**Data for processing**
BEGIN

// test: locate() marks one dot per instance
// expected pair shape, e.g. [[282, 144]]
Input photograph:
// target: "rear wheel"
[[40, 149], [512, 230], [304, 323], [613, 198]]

END

**Work item**
Please print, unchanged, the lines from the one holding "e.g. [[282, 144]]" through the last line of the listing above, including both and omitting the rest.

**Result**
// expected pair shape, e.g. [[282, 144]]
Input photograph:
// target: "rear wheel"
[[40, 149], [512, 230], [304, 323], [613, 198]]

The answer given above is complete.